■ Part of a data file ■
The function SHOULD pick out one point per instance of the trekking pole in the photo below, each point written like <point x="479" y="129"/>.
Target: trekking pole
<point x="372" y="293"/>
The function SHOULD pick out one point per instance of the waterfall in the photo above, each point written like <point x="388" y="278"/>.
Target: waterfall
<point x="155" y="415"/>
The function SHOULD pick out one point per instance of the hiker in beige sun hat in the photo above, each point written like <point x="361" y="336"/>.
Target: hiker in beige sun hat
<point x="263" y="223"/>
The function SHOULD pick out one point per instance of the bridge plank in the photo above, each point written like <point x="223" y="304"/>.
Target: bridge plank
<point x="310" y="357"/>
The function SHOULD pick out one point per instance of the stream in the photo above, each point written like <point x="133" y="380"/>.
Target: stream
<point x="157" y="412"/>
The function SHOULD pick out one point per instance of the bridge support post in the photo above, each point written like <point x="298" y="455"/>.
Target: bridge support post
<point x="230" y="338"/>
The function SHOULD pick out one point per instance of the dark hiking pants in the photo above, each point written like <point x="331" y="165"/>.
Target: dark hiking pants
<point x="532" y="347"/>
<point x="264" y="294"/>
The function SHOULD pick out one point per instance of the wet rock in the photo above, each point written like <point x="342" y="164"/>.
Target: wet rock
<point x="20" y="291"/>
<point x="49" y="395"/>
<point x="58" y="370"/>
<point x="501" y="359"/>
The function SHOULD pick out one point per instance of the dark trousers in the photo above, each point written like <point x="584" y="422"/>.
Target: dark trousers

■ What you have to do ■
Copy out the listing starting at the line that contains "of the stream" and ending at the last line of the listing, requests included. Multiply every point coordinate in the answers by 2.2 and round to whole numbers (halves round up), but leave the sample coordinates inside the requests unchanged.

■ Finished answer ■
The function SHOULD pick out one point per instance of the stream in the photo above, each point written like <point x="133" y="380"/>.
Target: stream
<point x="345" y="906"/>
The function SHOULD pick out one point per instance of the bridge support post in the photo above, each point written like <point x="298" y="455"/>.
Target: bridge support post
<point x="506" y="744"/>
The function SHOULD pick out one point per instance of the dark hiking pants in the photo above, each point written like <point x="331" y="165"/>.
Target: dark hiking pants
<point x="1170" y="763"/>
<point x="581" y="647"/>
The function SHOULD pick out one point per instance of the wet rock in the photo above, each point written like <point x="342" y="164"/>.
Target: wet rock
<point x="44" y="640"/>
<point x="108" y="869"/>
<point x="128" y="814"/>
<point x="1102" y="790"/>
The function SHOULD pick out one point per instance of the dark trousers in the photo above, each point written like <point x="584" y="422"/>.
Target: dark trousers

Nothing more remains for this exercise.